- _The problem_:
Starting at the line that contains "Put one marker on each instance of the house" and continuing through the end of the records below, write out every line again, including the text lines, which stay unchanged. Scale each x and y coordinate by 1.25 and round it to the nearest whole number, with halves rounding up, and give only those lines.

- _Extracted information_:
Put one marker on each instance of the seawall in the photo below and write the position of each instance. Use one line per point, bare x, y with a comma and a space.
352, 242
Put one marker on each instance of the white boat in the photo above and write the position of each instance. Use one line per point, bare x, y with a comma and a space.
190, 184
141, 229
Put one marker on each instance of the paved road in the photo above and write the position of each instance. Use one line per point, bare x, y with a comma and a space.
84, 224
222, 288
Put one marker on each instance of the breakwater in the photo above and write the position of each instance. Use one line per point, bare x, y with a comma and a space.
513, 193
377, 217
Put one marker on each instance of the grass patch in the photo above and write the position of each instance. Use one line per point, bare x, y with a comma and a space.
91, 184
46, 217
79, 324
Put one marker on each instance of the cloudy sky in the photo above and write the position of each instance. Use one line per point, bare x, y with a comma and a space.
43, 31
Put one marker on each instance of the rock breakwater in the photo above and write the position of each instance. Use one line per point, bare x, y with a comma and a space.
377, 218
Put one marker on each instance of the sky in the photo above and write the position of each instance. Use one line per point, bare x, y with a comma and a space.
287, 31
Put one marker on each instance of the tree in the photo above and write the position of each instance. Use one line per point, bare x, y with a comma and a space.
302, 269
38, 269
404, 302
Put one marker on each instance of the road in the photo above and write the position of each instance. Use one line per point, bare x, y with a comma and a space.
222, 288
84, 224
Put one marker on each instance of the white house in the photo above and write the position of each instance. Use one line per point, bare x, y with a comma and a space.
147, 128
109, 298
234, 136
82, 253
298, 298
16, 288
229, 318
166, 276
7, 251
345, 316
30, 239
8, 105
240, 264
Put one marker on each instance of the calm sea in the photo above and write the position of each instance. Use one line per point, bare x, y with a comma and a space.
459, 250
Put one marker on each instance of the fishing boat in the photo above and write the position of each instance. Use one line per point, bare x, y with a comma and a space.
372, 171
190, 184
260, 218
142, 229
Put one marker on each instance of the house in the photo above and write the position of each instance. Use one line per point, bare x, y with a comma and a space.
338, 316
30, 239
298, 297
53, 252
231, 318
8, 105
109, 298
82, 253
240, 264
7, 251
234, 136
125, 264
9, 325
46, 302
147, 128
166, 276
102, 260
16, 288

- _Output of the exercise_:
Put one marker on each instance of the house in the photo above and write the position of each instance. Use one line per point, bare x, y with a comma and a space.
423, 395
38, 299
373, 371
66, 315
289, 398
10, 131
136, 373
103, 316
300, 330
9, 314
293, 170
156, 330
11, 406
58, 378
184, 160
208, 345
128, 325
20, 360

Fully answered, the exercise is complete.